◆ Exercise aim:
All lines from the one with "would ya mind boxing the fallen" through the close of the records below are to be set down exactly, and no others.

*** Data for the task

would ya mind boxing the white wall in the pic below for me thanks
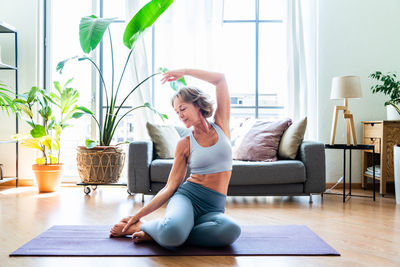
[318,0,400,182]
[0,0,42,180]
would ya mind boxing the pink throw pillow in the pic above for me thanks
[233,119,292,161]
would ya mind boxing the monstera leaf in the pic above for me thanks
[123,0,173,49]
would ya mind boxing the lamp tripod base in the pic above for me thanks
[330,99,358,146]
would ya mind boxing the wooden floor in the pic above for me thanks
[1,185,399,267]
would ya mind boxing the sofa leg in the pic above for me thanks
[309,194,313,203]
[142,194,145,203]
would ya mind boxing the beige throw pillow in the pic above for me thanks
[146,122,181,159]
[278,117,307,159]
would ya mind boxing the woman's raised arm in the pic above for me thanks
[162,69,231,137]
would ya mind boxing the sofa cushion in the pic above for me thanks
[150,159,306,185]
[233,118,292,162]
[229,160,306,185]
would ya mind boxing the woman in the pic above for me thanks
[110,69,241,249]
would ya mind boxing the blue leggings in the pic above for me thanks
[140,181,241,249]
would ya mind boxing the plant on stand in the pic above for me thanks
[12,80,91,192]
[369,71,400,120]
[56,0,173,185]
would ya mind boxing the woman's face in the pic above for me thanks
[173,97,201,128]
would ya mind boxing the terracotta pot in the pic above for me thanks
[32,164,64,193]
[76,146,125,184]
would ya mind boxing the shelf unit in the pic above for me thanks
[0,21,18,187]
[361,121,400,195]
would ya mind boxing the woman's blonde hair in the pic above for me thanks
[171,86,214,118]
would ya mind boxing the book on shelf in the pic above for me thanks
[364,170,380,177]
[366,165,380,172]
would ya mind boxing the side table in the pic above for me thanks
[324,144,376,202]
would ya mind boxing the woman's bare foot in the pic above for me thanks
[109,220,143,237]
[132,231,153,243]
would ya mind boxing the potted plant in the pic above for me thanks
[56,0,174,185]
[369,71,400,120]
[12,80,91,192]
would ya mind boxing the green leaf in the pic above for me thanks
[158,67,168,73]
[72,112,84,119]
[170,76,187,91]
[61,123,71,129]
[76,106,93,115]
[53,81,62,94]
[123,0,173,49]
[85,139,98,148]
[16,103,33,118]
[27,86,39,103]
[157,68,186,90]
[13,98,26,104]
[143,102,168,121]
[64,78,74,88]
[79,15,117,54]
[25,120,35,128]
[38,106,52,120]
[48,117,56,129]
[56,56,78,74]
[30,125,46,138]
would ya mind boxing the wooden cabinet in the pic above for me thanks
[361,121,400,195]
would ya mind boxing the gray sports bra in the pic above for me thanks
[188,122,232,174]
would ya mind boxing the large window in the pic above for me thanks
[223,0,286,121]
[152,0,286,127]
[48,0,287,180]
[48,0,94,181]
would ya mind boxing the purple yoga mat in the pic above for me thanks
[10,225,340,256]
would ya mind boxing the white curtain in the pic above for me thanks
[125,0,155,140]
[124,0,223,135]
[152,0,224,126]
[285,0,318,140]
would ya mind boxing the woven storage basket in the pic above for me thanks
[76,146,126,184]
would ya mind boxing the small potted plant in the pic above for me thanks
[12,80,91,192]
[369,71,400,120]
[56,0,173,185]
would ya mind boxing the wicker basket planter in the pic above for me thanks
[76,146,126,184]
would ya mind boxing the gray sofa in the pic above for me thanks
[127,140,326,202]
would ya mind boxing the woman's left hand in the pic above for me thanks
[161,69,185,84]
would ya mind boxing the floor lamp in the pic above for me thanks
[330,76,362,146]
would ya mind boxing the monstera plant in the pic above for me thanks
[56,0,174,186]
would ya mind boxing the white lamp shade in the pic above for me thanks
[330,76,362,99]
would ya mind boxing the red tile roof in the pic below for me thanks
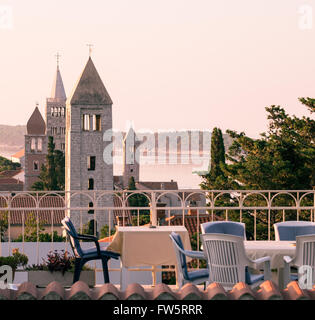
[1,280,314,300]
[0,195,65,225]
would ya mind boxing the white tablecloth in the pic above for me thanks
[245,241,296,269]
[106,226,191,268]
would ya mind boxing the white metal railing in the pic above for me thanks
[0,189,314,281]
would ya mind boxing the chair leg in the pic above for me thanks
[101,257,110,283]
[73,258,85,284]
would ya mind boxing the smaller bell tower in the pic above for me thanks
[24,105,48,190]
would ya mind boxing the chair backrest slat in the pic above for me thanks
[202,233,245,287]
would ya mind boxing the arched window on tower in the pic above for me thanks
[31,138,36,151]
[61,107,65,117]
[88,178,94,190]
[88,202,94,214]
[37,138,42,152]
[33,160,39,171]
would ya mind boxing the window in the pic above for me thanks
[33,161,39,171]
[51,107,54,116]
[37,138,42,152]
[58,107,61,117]
[54,107,58,117]
[88,202,94,214]
[83,114,90,131]
[31,138,36,151]
[87,156,96,171]
[61,143,65,151]
[92,115,101,131]
[88,178,94,190]
[61,107,65,117]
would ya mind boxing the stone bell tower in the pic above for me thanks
[24,106,48,190]
[45,56,67,152]
[65,57,114,230]
[123,127,140,188]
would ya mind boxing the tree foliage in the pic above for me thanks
[200,99,315,239]
[32,136,65,191]
[0,156,21,172]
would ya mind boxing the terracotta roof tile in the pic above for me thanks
[228,282,256,300]
[255,280,282,300]
[16,282,38,300]
[0,196,65,225]
[123,283,147,300]
[179,283,204,300]
[150,283,177,300]
[67,281,91,300]
[0,169,23,178]
[41,281,65,300]
[2,280,315,300]
[11,149,25,159]
[95,283,120,300]
[282,281,310,300]
[205,282,228,300]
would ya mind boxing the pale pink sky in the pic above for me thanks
[0,0,315,137]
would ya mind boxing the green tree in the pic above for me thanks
[200,127,231,190]
[99,224,116,239]
[0,156,21,172]
[127,176,150,214]
[0,211,8,241]
[219,100,315,239]
[32,136,65,191]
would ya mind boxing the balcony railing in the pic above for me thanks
[0,189,314,282]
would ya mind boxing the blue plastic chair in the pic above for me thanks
[274,221,315,241]
[201,221,247,239]
[62,217,120,284]
[169,232,209,288]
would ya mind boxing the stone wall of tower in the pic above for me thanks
[122,133,140,188]
[65,104,114,230]
[24,135,47,190]
[46,99,66,152]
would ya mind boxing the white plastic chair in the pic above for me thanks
[201,233,271,290]
[283,234,315,288]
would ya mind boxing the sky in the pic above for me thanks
[0,0,315,138]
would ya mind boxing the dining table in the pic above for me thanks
[106,225,192,288]
[244,240,296,289]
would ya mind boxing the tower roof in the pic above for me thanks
[26,107,46,135]
[51,66,67,101]
[69,57,112,105]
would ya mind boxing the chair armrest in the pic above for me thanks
[251,256,271,266]
[283,256,293,264]
[248,256,271,280]
[76,233,101,256]
[183,250,206,260]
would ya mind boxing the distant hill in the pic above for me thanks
[0,125,26,158]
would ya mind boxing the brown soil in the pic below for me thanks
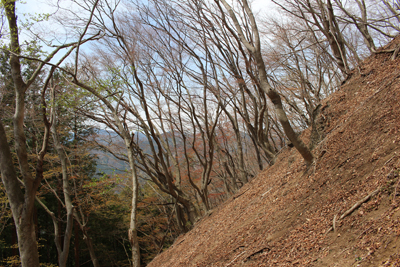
[147,37,400,267]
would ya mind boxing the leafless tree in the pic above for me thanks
[272,0,350,75]
[261,17,342,146]
[207,0,314,164]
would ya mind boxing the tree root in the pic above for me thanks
[233,188,250,199]
[373,45,400,60]
[326,188,380,234]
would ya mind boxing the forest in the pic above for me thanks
[0,0,399,266]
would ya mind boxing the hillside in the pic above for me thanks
[147,37,400,266]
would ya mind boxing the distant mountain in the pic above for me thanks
[91,129,151,176]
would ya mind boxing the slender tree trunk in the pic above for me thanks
[71,77,141,267]
[75,221,80,267]
[234,129,248,184]
[127,149,140,267]
[218,0,314,165]
[200,189,210,212]
[72,212,100,267]
[265,87,314,164]
[51,112,75,267]
[57,180,63,251]
[11,218,18,258]
[81,230,100,267]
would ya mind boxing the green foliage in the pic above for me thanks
[80,183,131,266]
[136,183,180,265]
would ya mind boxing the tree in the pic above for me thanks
[260,17,342,147]
[212,0,314,164]
[272,0,350,75]
[34,79,101,267]
[69,64,142,266]
[0,1,99,266]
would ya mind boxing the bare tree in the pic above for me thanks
[213,0,314,164]
[261,18,342,147]
[334,0,376,53]
[272,0,349,74]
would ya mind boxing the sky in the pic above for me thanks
[9,0,277,64]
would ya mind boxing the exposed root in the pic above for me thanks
[326,188,380,234]
[339,188,380,220]
[373,45,400,60]
[391,45,400,60]
[233,188,250,200]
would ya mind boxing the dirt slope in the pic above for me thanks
[148,37,400,267]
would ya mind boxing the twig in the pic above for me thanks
[225,251,246,267]
[261,188,273,197]
[356,225,374,239]
[339,247,350,255]
[388,157,400,204]
[332,214,338,233]
[384,154,396,166]
[393,179,400,204]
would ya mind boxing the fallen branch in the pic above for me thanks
[326,188,380,234]
[225,251,246,267]
[244,247,270,262]
[393,177,400,205]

******

◆ Solved exercise:
would ya mind boxing the fallen branch in the pic above for me thanks
[326,188,380,234]
[225,251,246,267]
[244,247,270,262]
[393,177,400,205]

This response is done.